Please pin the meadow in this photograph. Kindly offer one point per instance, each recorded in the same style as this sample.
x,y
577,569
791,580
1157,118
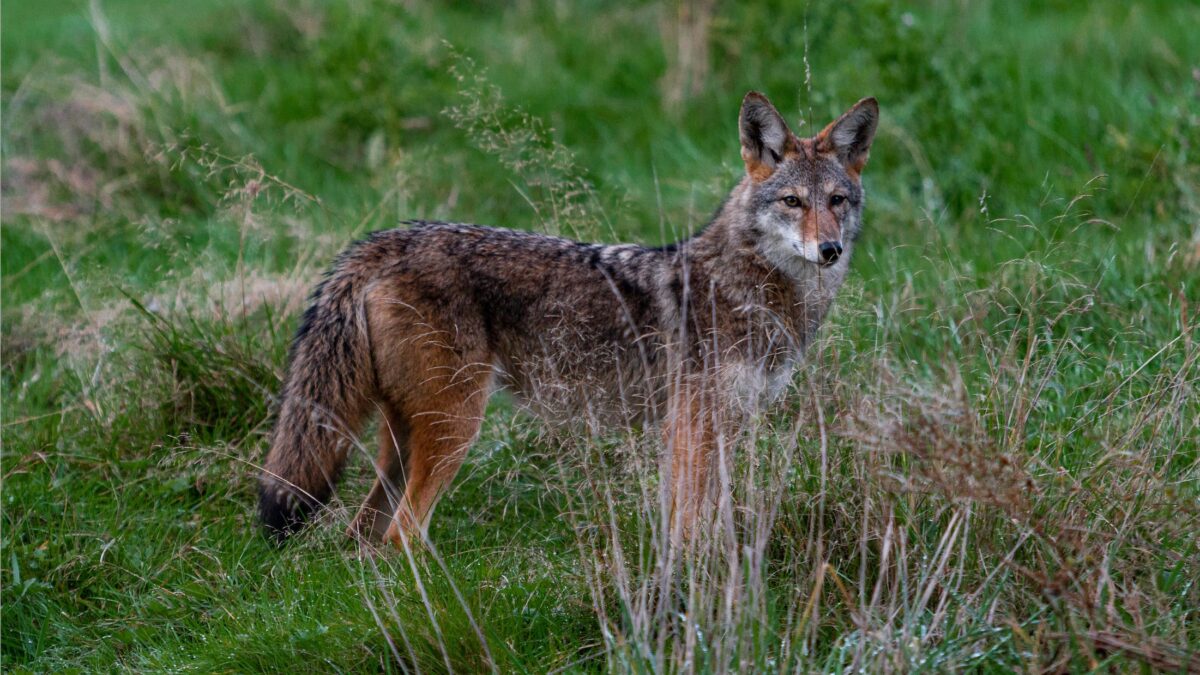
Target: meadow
x,y
989,461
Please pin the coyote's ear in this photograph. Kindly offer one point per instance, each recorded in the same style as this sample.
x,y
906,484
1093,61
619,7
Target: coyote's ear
x,y
850,136
765,136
━━━━━━
What you should do
Turn every line of the records above into a Markdown table with the columns No. and Text, giving each line its own numbered row. Skip blank lines and leave the pictures out.

Solution
| No. | Text |
|---|---|
| 1 | Please pin the meadow in this photograph. Kindly offer one point per instance, each recorded in the same style as this sample. |
| 2 | x,y |
| 3 | 577,569 |
| 4 | 791,580 |
| 5 | 1157,118 |
| 6 | Target: meadow |
| 7 | x,y |
| 8 | 989,461 |
| 9 | Please pin the coyote's ear in this photograph. Kindly offer one point per instance, each recorded in the same style as this sample. |
| 10 | x,y |
| 11 | 906,484 |
| 12 | 1093,61 |
| 13 | 619,7 |
| 14 | Target: coyote's ear |
| 15 | x,y |
| 16 | 850,136 |
| 17 | 765,136 |